SELECTED EXTRACT:
In the trenchesBetter explosives detection for soldiers, first responders in the field
From a chemical viewpoint, developing a detector for nitroaromatic compounds such as TNT is difficult because such compounds have a low vapor pressure, meaning their concentration in air at room temperature is around six parts per billion; MIT researchers develop cantilever sensors which use functional coatings to transduce detection of chemicals into a signal; the coating, usually a polymer, swells up when it reacts with the target analyte and deflects the cantilever
Explosives detection is a field that has long been the purview of the animal kingdom: most people are familiar with the idea of sniffer dogs (though perhaps less familiar with the idea of sniffer bees; also see “Bee Alert Technology Offers New Explosives Detection System,” 9 March 2007 HSNW). Lisa Wylie writes in Materials Views that more recently, technological substitutes have started to come into use, and techniques such as gas chromatography, ion mobility spectrometry, and X-ray are now standard equipment in airport security suites.
For explosives detection in the field, however, such techniques are not really practical. Land-mine cleanup (an issue affecting around seventy-six countries worldwide) needs a reliable, portable detection method, as does the clearing of improvised explosive devices (IEDs) in military conflicts and counterterror operations. This is easier said than done, however. Wylie notes that from a chemical viewpoint, developing a detector for nitroaromatic compounds such as TNT is difficult because such compounds have a low vapor pressure, meaning their concentration in air at room temperature is around six parts per billion (and lower than that when the material is encapsulated in a device). “Technologically speaking, the machines in use at airports are not really scalable,” she writes, “and although progress has been made in producing small, incredibly sensitive microcantilever-based systems, the need for high-precision positioning of components and a laser source (and subsequent large power source) for optical detection limits their potential for fieldwork.”
Microcantilever systems for nitroaromatic detection have nonetheless presented an interesting angle for Professor Karen Gleason and her team at MIT’s Institute of Soldier Nanotechnologies to pursue. Cantilever sensors use functional coatings to transduce detection of chemicals into a signal. The coating, usually a polymer, swells up when it reacts with the target analyte and deflects the cantilever. What the MIT team have done is combine this polymer coating (poly[4-vinylpyridine]) with a vapor deposition technique and standard nanofabrication processes, permitting miniaturization of the sensor system.
Here is how it works: nanoscale trenches of about 600nm width are etched into a silicon wafer using microfabrication techniques. The polymer coating is then deposited using initiated CVD (iCVD), a low-pressure CVD process pioneered by the Gleason lab, where the monomer and initiator are vaporized by passing them over hot filaments in the reactor. In so doing, the initiator breaks down into free radicals and starts the polymerization process. iCVD allows fine control of deposition thickness and conformality, meaning the team could coat the inside of the trenches completely and evenly with the detector polymer, in a layer around 120 nm thick. Then, a thin film of gold was sputtered over the top edge of the trench and connected up to a power source to form an open circuit. When exposed to a nitroaromatic (nitrobenzene in the initial tests), the polymer coating swells, expanding outwards to fill the trench. The gold films on either side are brought into contact, closing the circuit and generating a detectable signal.
Modeling based on the initial device performance suggests that on optimized set-up (thicker coatings, narrower trenches, orientation of the coating) might be able to detect as little as 0.95 parts per billion nitroaromatics concentration.
This elegant device setup has real potential for developing reliable, practical explosives detection systems for the field. As Professor Gleason explains, “Miniaturization enabled by standard fabrication combined with CVD polymerization results in resistive-base sensors of extremely small footprint and low unit cost.” Not only can the sensing elements themselves be miniaturized, making small devices and mass-production feasible, the system only draws on its power source when it actually senses its target, so the need for a large power supply is also greatly reduced. And it’s all been brought about by the world’s smallest trench coat.

WORK ORDER:
Name every technique that the explosives detection article calls standard equipment in airport security suites.

INFORMATION SUPPLIED:

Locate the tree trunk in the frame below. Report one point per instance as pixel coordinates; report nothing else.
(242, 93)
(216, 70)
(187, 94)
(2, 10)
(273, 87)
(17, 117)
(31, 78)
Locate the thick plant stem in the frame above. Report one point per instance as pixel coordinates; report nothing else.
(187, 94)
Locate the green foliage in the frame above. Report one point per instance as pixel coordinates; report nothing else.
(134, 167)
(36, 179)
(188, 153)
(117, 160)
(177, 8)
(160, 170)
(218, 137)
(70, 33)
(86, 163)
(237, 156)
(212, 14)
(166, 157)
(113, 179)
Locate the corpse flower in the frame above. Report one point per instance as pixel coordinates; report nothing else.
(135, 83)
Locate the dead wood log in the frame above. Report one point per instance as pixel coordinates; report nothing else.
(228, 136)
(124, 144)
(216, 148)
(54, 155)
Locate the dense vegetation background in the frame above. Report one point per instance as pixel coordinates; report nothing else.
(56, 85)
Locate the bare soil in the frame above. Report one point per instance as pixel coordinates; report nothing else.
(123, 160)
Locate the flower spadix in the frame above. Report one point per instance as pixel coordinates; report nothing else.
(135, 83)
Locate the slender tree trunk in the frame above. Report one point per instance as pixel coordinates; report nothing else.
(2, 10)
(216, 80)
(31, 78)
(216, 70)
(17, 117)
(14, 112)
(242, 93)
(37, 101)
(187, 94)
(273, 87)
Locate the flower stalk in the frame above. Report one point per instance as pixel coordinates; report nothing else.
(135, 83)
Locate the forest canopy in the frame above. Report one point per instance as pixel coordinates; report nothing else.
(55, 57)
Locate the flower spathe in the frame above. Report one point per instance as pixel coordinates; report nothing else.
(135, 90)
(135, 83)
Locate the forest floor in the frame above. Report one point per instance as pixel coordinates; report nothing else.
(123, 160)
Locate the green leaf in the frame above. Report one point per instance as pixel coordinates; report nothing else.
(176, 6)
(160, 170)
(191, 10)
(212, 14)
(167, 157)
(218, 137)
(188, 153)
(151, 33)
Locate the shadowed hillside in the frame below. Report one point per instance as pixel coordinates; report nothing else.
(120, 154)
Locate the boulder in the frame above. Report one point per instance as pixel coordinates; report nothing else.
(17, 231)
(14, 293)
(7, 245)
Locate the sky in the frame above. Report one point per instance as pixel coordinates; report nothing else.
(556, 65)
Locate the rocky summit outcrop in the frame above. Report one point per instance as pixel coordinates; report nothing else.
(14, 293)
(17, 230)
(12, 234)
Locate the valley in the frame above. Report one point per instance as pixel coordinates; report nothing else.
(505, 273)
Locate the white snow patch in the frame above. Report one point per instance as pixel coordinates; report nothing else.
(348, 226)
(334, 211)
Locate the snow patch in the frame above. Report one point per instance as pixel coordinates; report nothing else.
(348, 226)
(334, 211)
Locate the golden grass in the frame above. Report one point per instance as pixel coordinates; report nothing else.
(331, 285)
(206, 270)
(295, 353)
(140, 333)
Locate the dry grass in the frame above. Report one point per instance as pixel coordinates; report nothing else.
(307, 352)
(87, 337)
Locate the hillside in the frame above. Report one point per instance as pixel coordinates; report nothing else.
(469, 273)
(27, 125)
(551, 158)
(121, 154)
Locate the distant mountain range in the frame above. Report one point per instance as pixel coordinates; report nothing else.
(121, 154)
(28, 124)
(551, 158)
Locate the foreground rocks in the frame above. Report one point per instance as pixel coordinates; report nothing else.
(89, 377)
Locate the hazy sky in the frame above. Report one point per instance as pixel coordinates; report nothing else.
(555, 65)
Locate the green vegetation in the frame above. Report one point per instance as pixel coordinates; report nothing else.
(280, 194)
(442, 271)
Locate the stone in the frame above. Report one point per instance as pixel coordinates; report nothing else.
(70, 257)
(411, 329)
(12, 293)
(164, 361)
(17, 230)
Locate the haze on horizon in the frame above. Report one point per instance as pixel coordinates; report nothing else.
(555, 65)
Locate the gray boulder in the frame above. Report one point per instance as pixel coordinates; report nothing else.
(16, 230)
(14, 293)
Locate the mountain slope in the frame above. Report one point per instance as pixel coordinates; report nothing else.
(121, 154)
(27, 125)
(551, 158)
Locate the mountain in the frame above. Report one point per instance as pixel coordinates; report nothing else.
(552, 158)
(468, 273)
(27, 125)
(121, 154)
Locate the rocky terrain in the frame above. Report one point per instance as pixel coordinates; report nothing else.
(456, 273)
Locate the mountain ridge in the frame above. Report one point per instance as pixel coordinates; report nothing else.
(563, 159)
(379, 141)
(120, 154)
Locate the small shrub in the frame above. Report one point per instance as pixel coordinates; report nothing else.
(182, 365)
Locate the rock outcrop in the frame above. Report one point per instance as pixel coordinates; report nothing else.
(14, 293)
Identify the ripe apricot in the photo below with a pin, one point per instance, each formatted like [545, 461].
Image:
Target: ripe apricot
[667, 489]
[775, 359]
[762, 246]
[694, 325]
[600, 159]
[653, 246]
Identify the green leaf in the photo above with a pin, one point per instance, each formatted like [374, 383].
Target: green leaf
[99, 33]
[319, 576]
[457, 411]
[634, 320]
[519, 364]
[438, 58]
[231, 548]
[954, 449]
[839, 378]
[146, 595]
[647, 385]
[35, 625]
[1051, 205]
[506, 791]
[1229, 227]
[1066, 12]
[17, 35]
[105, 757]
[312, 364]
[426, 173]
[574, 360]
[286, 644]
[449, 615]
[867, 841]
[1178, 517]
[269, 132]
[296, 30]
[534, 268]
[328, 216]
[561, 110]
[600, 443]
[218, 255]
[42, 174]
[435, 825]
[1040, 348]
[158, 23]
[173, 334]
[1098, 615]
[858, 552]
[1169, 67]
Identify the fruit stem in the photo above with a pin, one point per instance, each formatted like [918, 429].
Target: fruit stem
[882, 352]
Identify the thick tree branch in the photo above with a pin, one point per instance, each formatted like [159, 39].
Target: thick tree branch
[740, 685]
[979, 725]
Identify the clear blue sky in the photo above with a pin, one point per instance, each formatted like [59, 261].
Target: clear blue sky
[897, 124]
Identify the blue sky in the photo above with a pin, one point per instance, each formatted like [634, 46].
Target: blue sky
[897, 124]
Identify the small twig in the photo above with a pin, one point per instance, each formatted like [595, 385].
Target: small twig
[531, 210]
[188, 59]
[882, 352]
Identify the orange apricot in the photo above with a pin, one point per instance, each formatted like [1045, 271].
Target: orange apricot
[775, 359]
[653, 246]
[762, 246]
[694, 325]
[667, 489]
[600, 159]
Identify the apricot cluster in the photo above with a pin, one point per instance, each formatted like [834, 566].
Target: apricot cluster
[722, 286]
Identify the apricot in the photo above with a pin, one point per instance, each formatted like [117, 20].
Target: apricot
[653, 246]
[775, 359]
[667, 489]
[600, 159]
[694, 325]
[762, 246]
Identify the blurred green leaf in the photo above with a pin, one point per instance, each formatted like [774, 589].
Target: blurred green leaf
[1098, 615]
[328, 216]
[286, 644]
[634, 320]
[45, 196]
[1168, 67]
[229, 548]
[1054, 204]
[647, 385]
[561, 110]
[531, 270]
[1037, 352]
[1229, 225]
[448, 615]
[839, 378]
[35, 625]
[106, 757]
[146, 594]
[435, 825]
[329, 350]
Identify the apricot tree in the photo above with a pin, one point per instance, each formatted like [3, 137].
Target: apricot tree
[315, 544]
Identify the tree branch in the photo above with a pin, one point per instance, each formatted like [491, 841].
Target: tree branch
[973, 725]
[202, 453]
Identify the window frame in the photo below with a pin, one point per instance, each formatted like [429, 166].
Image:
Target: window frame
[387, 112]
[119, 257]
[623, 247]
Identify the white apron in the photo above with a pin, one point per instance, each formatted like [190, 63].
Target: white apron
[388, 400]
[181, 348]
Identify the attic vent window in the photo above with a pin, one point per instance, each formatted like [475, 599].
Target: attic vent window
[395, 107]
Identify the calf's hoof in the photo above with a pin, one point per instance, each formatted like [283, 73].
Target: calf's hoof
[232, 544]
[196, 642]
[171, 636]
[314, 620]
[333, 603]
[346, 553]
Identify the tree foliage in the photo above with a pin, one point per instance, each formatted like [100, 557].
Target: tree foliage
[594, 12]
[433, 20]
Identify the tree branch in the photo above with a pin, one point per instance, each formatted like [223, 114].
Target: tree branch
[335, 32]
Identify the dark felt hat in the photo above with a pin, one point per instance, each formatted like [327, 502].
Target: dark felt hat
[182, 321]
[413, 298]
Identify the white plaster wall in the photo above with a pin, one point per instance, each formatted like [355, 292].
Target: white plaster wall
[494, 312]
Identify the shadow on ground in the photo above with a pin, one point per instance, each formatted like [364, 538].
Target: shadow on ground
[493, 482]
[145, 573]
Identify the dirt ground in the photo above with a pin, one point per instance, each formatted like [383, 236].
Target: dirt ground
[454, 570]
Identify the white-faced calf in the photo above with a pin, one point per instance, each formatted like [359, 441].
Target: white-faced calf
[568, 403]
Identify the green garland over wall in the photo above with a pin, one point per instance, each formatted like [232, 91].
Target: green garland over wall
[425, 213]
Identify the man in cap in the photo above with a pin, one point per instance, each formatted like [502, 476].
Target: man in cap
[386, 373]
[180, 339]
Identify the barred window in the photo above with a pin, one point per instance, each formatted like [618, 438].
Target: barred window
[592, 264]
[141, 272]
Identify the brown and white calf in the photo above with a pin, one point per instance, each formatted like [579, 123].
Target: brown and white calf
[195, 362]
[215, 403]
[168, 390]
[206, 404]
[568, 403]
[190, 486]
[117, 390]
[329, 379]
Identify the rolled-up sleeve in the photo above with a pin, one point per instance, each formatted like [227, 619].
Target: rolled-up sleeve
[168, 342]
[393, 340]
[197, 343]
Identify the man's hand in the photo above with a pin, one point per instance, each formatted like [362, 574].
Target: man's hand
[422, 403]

REPLY TO THE EXERCISE:
Gas chromatography, ion mobility spectrometry, and X-ray.